TEXT SHOWN.

Optimize the data for faster access.

Use Mac/ISO Hybrid when you want to:

Write to disks that can be only read on Macintosh and PC.

Write Macintosh data only visible to Macintosh users and ISO data only visible to other users.

Write multimedia applications intended for both Macintosh and Windows.

Write image, sound, or text files, which can be read on both Macintosh and Windows.

Write software created for both platforms delivered on one disk.

Write a disk that includes both data files and audio files.

3.) Data preparation.

The type of data and format will dictate how the data should be prepared for burning. Again, you will most likely use ISO 9660 or Mac Files & Folders, but Mac Volume and Mac/ISO Hybrid will follow the same rules as Mac Files & Folders.

Data for ISO 9660 format must have:

Alphanumeric filenames in all caps with no punctuation except underscore (_) and up to 8 characters long plus up to 3 characters for the extension (e.g. FILE_123.XYZ).

DATA SECTION.
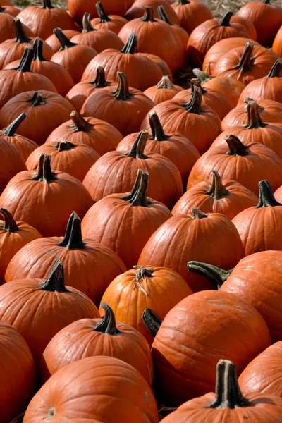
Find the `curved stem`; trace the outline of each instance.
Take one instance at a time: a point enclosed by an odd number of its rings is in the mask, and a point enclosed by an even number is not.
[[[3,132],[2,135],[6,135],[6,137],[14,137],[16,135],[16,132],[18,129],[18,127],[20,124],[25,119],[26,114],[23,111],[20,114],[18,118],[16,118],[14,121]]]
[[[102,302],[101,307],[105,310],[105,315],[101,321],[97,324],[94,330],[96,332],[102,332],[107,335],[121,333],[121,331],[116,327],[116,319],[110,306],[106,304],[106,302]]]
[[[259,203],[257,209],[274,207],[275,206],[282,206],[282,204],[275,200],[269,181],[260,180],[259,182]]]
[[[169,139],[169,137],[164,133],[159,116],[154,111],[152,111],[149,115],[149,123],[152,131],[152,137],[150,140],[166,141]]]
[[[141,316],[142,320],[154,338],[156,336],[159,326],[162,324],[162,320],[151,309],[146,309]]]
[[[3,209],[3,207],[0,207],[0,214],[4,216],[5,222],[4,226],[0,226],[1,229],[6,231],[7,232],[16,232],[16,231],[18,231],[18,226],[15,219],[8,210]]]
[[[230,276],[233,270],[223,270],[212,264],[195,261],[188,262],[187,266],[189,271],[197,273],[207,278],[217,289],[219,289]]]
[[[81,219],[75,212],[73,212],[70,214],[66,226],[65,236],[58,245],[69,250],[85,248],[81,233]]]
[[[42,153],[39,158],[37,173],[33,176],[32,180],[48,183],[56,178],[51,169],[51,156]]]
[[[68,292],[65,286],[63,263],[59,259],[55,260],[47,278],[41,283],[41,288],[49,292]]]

* * *

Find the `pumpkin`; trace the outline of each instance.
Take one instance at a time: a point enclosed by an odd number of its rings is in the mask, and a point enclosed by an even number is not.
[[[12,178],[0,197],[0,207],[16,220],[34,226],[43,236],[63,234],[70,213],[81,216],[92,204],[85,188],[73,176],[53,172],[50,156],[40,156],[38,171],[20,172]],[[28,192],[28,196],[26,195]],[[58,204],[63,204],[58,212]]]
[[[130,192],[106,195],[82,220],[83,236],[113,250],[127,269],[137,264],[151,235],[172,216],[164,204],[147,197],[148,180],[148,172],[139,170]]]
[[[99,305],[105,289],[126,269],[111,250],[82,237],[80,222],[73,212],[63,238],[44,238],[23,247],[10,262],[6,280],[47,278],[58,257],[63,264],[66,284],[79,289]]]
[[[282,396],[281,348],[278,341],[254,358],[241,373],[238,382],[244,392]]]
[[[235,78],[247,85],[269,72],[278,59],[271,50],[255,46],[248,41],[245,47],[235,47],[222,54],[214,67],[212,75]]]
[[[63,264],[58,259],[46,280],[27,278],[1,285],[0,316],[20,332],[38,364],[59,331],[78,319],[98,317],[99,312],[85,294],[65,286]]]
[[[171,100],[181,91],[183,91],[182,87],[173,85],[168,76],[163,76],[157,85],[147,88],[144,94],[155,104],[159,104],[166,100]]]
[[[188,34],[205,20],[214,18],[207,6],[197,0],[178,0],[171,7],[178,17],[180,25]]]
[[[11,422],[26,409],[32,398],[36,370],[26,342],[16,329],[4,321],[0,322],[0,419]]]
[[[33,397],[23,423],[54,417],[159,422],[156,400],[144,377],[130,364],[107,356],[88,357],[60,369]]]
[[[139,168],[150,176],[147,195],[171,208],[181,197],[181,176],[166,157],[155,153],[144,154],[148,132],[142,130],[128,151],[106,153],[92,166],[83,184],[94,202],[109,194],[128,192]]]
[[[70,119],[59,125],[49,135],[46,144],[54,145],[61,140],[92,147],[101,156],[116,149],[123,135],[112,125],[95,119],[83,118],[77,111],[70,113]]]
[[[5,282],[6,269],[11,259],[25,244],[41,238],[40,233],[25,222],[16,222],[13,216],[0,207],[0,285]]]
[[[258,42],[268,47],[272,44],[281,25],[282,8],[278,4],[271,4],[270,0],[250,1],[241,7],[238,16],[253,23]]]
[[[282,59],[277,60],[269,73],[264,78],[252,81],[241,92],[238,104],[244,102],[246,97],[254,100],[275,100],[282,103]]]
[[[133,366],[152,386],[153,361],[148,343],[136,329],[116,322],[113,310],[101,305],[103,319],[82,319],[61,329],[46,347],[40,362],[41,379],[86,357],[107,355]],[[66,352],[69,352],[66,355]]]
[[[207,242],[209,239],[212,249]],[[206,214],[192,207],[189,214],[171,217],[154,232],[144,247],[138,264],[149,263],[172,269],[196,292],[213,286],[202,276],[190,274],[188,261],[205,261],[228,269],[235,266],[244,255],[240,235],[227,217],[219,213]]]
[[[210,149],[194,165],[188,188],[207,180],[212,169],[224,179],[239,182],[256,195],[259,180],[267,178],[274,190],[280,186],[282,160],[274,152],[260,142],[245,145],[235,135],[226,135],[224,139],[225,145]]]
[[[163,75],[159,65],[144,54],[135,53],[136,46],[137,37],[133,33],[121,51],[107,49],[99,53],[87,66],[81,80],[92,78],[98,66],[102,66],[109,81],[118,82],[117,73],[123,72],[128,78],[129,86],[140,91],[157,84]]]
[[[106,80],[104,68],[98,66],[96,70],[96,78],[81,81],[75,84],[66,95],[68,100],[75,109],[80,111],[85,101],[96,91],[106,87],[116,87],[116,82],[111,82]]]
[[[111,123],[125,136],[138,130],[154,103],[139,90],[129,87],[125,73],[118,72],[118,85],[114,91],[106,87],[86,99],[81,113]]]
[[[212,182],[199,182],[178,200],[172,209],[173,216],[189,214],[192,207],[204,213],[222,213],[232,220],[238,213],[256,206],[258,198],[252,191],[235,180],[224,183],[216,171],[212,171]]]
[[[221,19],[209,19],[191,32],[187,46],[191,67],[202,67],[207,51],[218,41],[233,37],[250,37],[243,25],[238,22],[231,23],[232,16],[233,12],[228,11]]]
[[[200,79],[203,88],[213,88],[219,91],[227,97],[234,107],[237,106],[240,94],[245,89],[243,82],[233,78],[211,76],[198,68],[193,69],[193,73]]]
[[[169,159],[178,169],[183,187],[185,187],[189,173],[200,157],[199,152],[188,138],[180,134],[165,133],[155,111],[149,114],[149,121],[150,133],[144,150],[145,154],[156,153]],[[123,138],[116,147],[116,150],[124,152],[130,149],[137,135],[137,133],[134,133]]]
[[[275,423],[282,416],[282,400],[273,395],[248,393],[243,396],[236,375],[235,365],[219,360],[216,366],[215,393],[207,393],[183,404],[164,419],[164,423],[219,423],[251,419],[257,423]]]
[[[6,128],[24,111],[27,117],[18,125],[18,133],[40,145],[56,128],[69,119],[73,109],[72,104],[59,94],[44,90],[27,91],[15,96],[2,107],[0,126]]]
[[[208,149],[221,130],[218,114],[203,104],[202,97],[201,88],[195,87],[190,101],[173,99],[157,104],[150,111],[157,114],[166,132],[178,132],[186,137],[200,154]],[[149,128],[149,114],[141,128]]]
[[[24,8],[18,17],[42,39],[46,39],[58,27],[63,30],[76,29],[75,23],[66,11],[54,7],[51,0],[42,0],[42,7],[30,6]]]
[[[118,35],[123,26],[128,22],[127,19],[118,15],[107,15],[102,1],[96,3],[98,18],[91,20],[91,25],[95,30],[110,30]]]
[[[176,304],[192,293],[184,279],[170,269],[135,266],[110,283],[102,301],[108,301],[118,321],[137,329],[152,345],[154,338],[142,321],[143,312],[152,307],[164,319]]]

YOUR TASK.
Pick up the guide on preparing data for disc burning after its last sentence and continue it.

ANSWER FOR THE TASK.
A single extension (multiple extensions will be truncated to the first extension).

Compatible file format for all platforms (e.g. filename.tif instead of filename.psd).

NOTE: Failure to follow the above ISO 9660 data format will cause the Toast application to force your data to fit the ISO 9660 conventions. This can cause the possible loss of data due to: filename duplication (e.g. file01B.tif will overwrite file01b.tif as FILE01B.TIF); extension removal (e.g. file.blah.tif will be written as FILE.BLA); character removal (e.g. file&0-1 will be written as FILE01); or abbreviation (e.g. thisisalongfilename will be written as THISISAL.ONG). This is not as critical for Macintosh files, but for some PC and most Unix files, any alteration of a filename can irrevocably alter the data, thereby making it unusable. This is especially true for files with headers, multiple parts, logs, temporary files, or inherent pathnames. Always be careful with files from applications such as ERDAS Imagine, ERMapper, Arc/Info, and ArcView. See this email for proof. A separate section on preparing Arc/Info files for archiving can be found at

Data for Mac Files & Folders must have:

Files intended for use only on Macintosh systems.

Filenames compatible with Macintosh systems.

4.) Importing data.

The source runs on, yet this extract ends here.